»»
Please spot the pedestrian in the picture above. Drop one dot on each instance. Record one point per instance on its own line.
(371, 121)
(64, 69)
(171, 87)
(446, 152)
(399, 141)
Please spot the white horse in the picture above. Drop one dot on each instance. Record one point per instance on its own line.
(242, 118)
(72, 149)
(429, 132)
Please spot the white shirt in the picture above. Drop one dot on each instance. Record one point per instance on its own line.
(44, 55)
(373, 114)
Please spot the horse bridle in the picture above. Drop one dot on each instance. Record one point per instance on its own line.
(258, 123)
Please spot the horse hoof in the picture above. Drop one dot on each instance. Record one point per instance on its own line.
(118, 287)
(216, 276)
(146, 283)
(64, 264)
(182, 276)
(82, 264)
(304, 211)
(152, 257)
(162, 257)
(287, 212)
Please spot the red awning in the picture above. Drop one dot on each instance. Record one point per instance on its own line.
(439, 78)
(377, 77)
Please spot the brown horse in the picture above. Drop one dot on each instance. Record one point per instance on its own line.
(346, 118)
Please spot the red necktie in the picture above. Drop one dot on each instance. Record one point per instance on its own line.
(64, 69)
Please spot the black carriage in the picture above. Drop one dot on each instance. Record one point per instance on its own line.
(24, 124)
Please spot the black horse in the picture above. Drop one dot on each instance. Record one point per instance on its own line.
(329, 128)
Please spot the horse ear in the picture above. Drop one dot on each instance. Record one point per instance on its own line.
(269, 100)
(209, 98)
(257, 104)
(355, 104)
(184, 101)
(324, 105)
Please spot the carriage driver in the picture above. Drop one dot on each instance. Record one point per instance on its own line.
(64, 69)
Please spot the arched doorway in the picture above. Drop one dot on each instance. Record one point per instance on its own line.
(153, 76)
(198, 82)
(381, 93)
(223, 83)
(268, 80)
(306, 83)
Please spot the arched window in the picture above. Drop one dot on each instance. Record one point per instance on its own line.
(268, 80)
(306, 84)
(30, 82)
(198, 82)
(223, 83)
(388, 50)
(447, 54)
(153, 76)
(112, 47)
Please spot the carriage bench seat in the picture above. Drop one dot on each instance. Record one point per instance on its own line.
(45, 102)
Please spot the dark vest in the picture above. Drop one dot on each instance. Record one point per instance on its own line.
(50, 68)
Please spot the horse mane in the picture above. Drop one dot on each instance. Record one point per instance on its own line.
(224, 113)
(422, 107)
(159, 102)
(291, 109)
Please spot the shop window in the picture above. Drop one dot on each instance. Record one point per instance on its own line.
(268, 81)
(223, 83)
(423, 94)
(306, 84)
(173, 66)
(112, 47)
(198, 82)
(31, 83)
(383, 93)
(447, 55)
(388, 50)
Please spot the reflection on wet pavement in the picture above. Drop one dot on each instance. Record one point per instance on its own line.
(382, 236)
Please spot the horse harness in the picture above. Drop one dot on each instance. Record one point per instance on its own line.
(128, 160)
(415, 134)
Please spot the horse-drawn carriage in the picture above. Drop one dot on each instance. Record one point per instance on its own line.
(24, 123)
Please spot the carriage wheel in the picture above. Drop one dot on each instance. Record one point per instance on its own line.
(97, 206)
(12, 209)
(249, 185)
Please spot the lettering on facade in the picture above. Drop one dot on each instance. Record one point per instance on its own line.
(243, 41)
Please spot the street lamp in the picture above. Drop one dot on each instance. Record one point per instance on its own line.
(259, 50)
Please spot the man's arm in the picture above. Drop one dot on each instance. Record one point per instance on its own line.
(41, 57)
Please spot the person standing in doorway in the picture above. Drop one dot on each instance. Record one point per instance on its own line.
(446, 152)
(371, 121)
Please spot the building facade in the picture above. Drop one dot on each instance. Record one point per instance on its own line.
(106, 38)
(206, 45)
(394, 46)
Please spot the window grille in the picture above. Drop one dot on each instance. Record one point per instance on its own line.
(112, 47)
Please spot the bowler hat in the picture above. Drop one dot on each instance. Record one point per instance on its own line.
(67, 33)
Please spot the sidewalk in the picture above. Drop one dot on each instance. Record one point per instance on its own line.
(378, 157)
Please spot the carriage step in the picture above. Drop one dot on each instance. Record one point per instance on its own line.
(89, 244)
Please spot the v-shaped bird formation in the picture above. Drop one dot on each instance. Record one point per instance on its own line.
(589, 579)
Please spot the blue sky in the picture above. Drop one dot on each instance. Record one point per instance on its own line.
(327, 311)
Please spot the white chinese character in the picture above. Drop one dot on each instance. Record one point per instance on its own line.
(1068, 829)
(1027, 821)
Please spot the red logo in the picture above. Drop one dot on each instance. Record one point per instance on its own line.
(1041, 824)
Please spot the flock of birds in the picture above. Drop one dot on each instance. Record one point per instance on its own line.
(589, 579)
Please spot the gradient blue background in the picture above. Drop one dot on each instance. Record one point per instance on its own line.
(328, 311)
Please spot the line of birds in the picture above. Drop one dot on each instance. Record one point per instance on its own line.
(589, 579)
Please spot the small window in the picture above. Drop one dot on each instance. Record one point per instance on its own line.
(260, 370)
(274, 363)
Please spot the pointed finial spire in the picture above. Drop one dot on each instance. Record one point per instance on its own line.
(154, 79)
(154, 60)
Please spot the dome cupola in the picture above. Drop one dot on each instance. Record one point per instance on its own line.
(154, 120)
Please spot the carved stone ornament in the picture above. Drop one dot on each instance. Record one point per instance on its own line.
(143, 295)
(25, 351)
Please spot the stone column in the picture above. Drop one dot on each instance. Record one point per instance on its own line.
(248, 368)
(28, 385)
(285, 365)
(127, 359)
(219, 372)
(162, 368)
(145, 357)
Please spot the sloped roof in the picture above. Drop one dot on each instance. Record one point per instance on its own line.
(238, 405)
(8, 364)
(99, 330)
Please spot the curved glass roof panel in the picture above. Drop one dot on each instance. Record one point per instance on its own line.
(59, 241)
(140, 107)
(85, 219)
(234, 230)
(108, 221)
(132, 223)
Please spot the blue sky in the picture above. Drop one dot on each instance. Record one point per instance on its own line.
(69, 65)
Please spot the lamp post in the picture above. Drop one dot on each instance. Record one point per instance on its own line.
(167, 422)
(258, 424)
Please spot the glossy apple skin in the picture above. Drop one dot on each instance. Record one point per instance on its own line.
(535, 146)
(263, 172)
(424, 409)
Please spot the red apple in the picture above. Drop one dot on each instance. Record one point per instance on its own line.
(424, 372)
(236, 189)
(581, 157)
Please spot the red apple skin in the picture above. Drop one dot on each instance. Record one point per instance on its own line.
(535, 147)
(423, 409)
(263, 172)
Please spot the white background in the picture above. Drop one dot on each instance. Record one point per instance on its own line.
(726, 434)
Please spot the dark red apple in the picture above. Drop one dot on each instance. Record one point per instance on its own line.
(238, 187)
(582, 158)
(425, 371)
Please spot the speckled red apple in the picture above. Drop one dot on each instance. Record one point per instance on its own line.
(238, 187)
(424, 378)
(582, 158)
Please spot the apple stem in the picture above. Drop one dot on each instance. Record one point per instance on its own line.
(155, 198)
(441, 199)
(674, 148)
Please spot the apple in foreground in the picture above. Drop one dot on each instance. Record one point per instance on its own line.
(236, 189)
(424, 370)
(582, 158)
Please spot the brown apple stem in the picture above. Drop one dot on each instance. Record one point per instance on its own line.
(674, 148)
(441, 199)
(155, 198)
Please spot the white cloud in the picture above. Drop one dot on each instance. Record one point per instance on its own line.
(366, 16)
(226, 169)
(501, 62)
««
» **Задание**
Преобразуйте все данные выше в таблицу Markdown со столбцами «№» и «Строка», где указаны номер строки и её текст. Пустые строки не включайте.

» **Ответ**
| № | Строка |
|---|---|
| 1 | Please spot the pedestrian in the picture above. Drop one dot on each instance. Record one point per instance on its own line. |
| 2 | (371, 121) |
| 3 | (64, 69) |
| 4 | (171, 87) |
| 5 | (446, 152) |
| 6 | (399, 141) |
| 7 | Please spot the white horse in the picture above. Drop one dot on each instance. Record one point per instance on its own line. |
| 8 | (242, 118) |
| 9 | (72, 149) |
| 10 | (429, 132) |
| 11 | Please spot the white shirt in the picture above. Drop one dot on each instance. Record one point per instance on its own line. |
| 12 | (44, 55) |
| 13 | (373, 114) |
| 14 | Please spot the horse bridle in the picture above. Drop one dot on each instance. Record one point per instance on its own line. |
| 15 | (258, 123) |
| 16 | Please spot the horse hoof in the picture above. Drop one dot on each instance. Record one point per instance on its own line. |
| 17 | (118, 287) |
| 18 | (216, 276) |
| 19 | (146, 283) |
| 20 | (64, 264) |
| 21 | (182, 276) |
| 22 | (82, 264) |
| 23 | (304, 211) |
| 24 | (152, 257) |
| 25 | (162, 257) |
| 26 | (287, 212) |
| 27 | Please spot the red awning in the picture above. Drop one dot on each instance. Record one point per instance on its own line. |
| 28 | (439, 78) |
| 29 | (377, 77) |
| 30 | Please spot the brown horse in the picture above. Drop one dot on each instance. Record one point per instance on its own line. |
| 31 | (346, 118) |
| 32 | Please spot the red necktie in the picture above. Drop one dot on each instance. Record one point per instance on its own line. |
| 33 | (64, 69) |
| 34 | Please spot the black carriage in the picture above. Drop one dot on each instance. Record one point per instance on its own line. |
| 35 | (24, 124) |
| 36 | Please spot the black horse in the picture above. Drop one dot on each instance. Record one point per instance on its own line. |
| 37 | (329, 128) |
| 38 | Please spot the horse ear in the picture above. Drop one dot on each instance. Record one point per instance on its own line. |
| 39 | (269, 100) |
| 40 | (209, 98) |
| 41 | (257, 104) |
| 42 | (355, 104) |
| 43 | (184, 101) |
| 44 | (324, 105) |
| 45 | Please spot the carriage driver in the picture above. Drop one dot on each instance. Record one point per instance on its own line. |
| 46 | (64, 69) |
| 47 | Please spot the arched doorway in the picture above. Drop one dot on each instance. Record one point per instance on its own line. |
| 48 | (153, 76) |
| 49 | (198, 82) |
| 50 | (381, 93) |
| 51 | (223, 83) |
| 52 | (268, 80) |
| 53 | (306, 83) |
| 54 | Please spot the arched window in the picture above. Drop one dot on each instance. Record one point per instance on its own line. |
| 55 | (268, 80) |
| 56 | (306, 84) |
| 57 | (30, 82) |
| 58 | (198, 82) |
| 59 | (223, 83) |
| 60 | (388, 50) |
| 61 | (447, 54) |
| 62 | (153, 76) |
| 63 | (112, 47) |
| 64 | Please spot the carriage bench seat in the picture above. Drop one dot on each instance. Record one point per instance on its own line. |
| 65 | (45, 102) |
| 66 | Please spot the dark vest in the picture above. Drop one dot on each instance. Record one point per instance on its own line. |
| 67 | (50, 68) |
| 68 | Please spot the horse mane in the picture above. Drop one dot on each instance. Record one point per instance on its own line. |
| 69 | (224, 113) |
| 70 | (422, 107) |
| 71 | (159, 102) |
| 72 | (291, 109) |
| 73 | Please spot the shop window in the picture above. Drop one dot on each instance. Record one point per instance on its own line. |
| 74 | (268, 81) |
| 75 | (223, 83) |
| 76 | (423, 94) |
| 77 | (306, 84) |
| 78 | (173, 66) |
| 79 | (112, 47) |
| 80 | (198, 82) |
| 81 | (31, 83) |
| 82 | (383, 93) |
| 83 | (447, 55) |
| 84 | (388, 50) |
| 85 | Please spot the reflection on wet pavement in the picture above. Drop one dot on each instance. Record one point per instance on its own line. |
| 86 | (382, 236) |
| 87 | Please spot the horse harness in the picture above. Drop one dot on each instance. Record one point per instance on its own line. |
| 88 | (128, 160) |
| 89 | (415, 134) |
| 90 | Please spot the horse-drawn carriage in the picture above. Drop one dot on each instance. Record one point per instance on its own line. |
| 91 | (24, 123) |
| 92 | Please spot the carriage wheel in the picture above. Drop one dot on each instance. Record one point per instance on its own line. |
| 93 | (97, 206) |
| 94 | (12, 209) |
| 95 | (249, 185) |
| 96 | Please spot the lettering on facade in the picture above. Drop one dot on each instance. Record one point per instance on its own line. |
| 97 | (243, 41) |
| 98 | Please spot the street lamp in the picture above. Drop one dot on each instance. Record one point per instance on its own line. |
| 99 | (259, 50) |
| 100 | Please spot the man's arm in the picture above. Drop one dot on each instance. Record one point per instance on its own line. |
| 101 | (41, 57) |
| 102 | Please spot the person standing in doorway in the picture above. Drop one dot on each instance. Record one point per instance on its own line. |
| 103 | (446, 152) |
| 104 | (371, 121) |
| 105 | Please spot the building facade in the picture above. Drop one dot on each instance. Record one point per instance on its own line. |
| 106 | (106, 38) |
| 107 | (206, 45) |
| 108 | (394, 46) |
| 109 | Please spot the window grille in the picture above. Drop one dot on each instance. Record one point per instance on its own line. |
| 110 | (112, 47) |
| 111 | Please spot the bowler hat in the picture above. Drop one dot on each instance. Record one point per instance on its own line. |
| 112 | (67, 33) |
| 113 | Please spot the sidewalk in the picture above. Drop one dot on each instance. Record one point per instance on its own line. |
| 114 | (378, 157) |
| 115 | Please spot the carriage step in the picture above. Drop one dot on each instance. Record one point per instance on its own line. |
| 116 | (89, 244) |
| 117 | Please spot the v-shaped bird formation in the picture above. Drop one dot on each instance. Record one point per instance on its own line. |
| 118 | (589, 579) |
| 119 | Please spot the blue sky in the picture above. Drop one dot on each instance. Record one point per instance on its own line. |
| 120 | (327, 311) |
| 121 | Please spot the white chinese character in the picture above. Drop one dot on each instance. Record one point per instance on its own line. |
| 122 | (1068, 829) |
| 123 | (1027, 821) |
| 124 | Please spot the red logo in the picture above. Drop one dot on each instance. Record one point per instance on its own line. |
| 125 | (1041, 824) |
| 126 | Please spot the flock of birds in the picture above. Drop one dot on each instance. Record one point per instance on its own line. |
| 127 | (589, 579) |
| 128 | Please spot the gradient blue background in the picture above. Drop one dot on each instance. Record one point per instance on its own line. |
| 129 | (328, 311) |
| 130 | Please spot the line of birds in the picture above. Drop one dot on each instance. Record one point per instance on its own line. |
| 131 | (589, 579) |
| 132 | Please spot the small window in the picture above. Drop one dot on each instance. Record one point per instance on its own line. |
| 133 | (260, 370) |
| 134 | (274, 363) |
| 135 | Please spot the pointed finial spire in the picture above. Drop one dot on each instance. Record one point per instance on its own line. |
| 136 | (154, 79) |
| 137 | (154, 60) |
| 138 | Please spot the dome cupola in the picture above. Drop one dot on each instance. Record one point per instance on its own line. |
| 139 | (154, 120) |
| 140 | Please spot the carved stone ornament in the picture above. Drop one dot on each instance. Record one point per instance on its own line. |
| 141 | (143, 295) |
| 142 | (25, 351) |
| 143 | Please spot the stone column in the picture above. Drop one dot on each instance. Record one point per instance on its own line. |
| 144 | (248, 368) |
| 145 | (28, 385) |
| 146 | (285, 365) |
| 147 | (127, 359) |
| 148 | (219, 372) |
| 149 | (162, 368) |
| 150 | (145, 357) |
| 151 | Please spot the sloped roof in the picture above. Drop one dot on each instance. Record one point per instance on its own line. |
| 152 | (238, 405) |
| 153 | (8, 364) |
| 154 | (99, 330) |
| 155 | Please spot the curved glass roof panel in the picture above. Drop one dot on each instance. Record one point per instance on its own line. |
| 156 | (59, 241) |
| 157 | (140, 107) |
| 158 | (85, 219) |
| 159 | (234, 230) |
| 160 | (108, 221) |
| 161 | (132, 223) |
| 162 | Please spot the blue sky in the picture above. Drop one dot on each instance. Record one point per instance on its own line. |
| 163 | (69, 65) |
| 164 | Please spot the lamp post in the picture above. Drop one dot on each instance. Record one point per instance on its own line. |
| 165 | (167, 422) |
| 166 | (258, 424) |
| 167 | Please spot the glossy apple skin in the picture above. Drop one dot on each instance. Record one point per instance on its own line. |
| 168 | (535, 146) |
| 169 | (263, 172) |
| 170 | (424, 409) |
| 171 | Please spot the red apple in the picture above. Drop one dot on each instance. Record one point per instance on its own line. |
| 172 | (424, 372) |
| 173 | (236, 189) |
| 174 | (581, 157) |
| 175 | Please spot the red apple skin in the picture above. Drop one dot on each instance. Record one point per instance on its own line. |
| 176 | (535, 147) |
| 177 | (423, 409) |
| 178 | (263, 172) |
| 179 | Please spot the white background in the picture above. Drop one dot on each instance. Record one point per instance on its own line. |
| 180 | (726, 434) |
| 181 | Please spot the dark red apple in the picture above. Drop one dot on each instance. Record one point per instance on its own line. |
| 182 | (238, 187) |
| 183 | (582, 158) |
| 184 | (425, 371) |
| 185 | Please spot the speckled red apple in the picture above. Drop one dot on each instance. Record one point per instance on its own line. |
| 186 | (238, 187) |
| 187 | (424, 378) |
| 188 | (582, 158) |
| 189 | Please spot the apple stem in the picture above. Drop one dot on each instance. Record one point per instance on its own line. |
| 190 | (155, 198) |
| 191 | (441, 199) |
| 192 | (674, 148) |
| 193 | Please spot the apple in foreground in the picture above. Drop one dot on each instance. Record one point per instance on its own line. |
| 194 | (236, 189) |
| 195 | (424, 370) |
| 196 | (582, 158) |
| 197 | Please spot the brown apple stem in the picture above. Drop one dot on each instance. Record one point per instance on its own line. |
| 198 | (674, 148) |
| 199 | (441, 199) |
| 200 | (155, 198) |
| 201 | Please spot the white cloud in the picture above. Drop one dot on each instance. Record one point per instance on its own line. |
| 202 | (366, 16) |
| 203 | (226, 169) |
| 204 | (501, 62) |